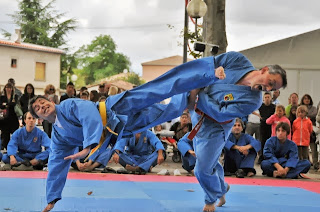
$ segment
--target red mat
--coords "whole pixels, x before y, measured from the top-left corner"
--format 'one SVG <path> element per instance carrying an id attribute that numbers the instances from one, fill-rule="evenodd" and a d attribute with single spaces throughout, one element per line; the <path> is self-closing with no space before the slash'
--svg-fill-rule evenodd
<path id="1" fill-rule="evenodd" d="M 42 171 L 1 171 L 1 178 L 31 178 L 45 179 L 47 172 Z M 195 177 L 188 176 L 158 176 L 158 175 L 123 175 L 69 172 L 68 179 L 73 180 L 108 180 L 108 181 L 132 181 L 132 182 L 172 182 L 172 183 L 198 183 Z M 226 177 L 226 182 L 237 185 L 277 186 L 302 188 L 308 191 L 320 193 L 320 182 L 286 179 L 257 179 L 257 178 L 233 178 Z"/>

#### [Exercise goal]
Give back exactly the lines above starting at the line where "--target red mat" appears and ending at the line where "--format 'one SVG" appears, both included, with no other lines.

#### [Problem solution]
--target red mat
--coords "whole pixels, x before y, measured from the top-left corner"
--format 'one SVG <path> element per instance carrying an id attribute that numbers the instances from one, fill-rule="evenodd" and a d attribute with single spaces throughout, one element per line; the <path> is self-closing with no space before the slash'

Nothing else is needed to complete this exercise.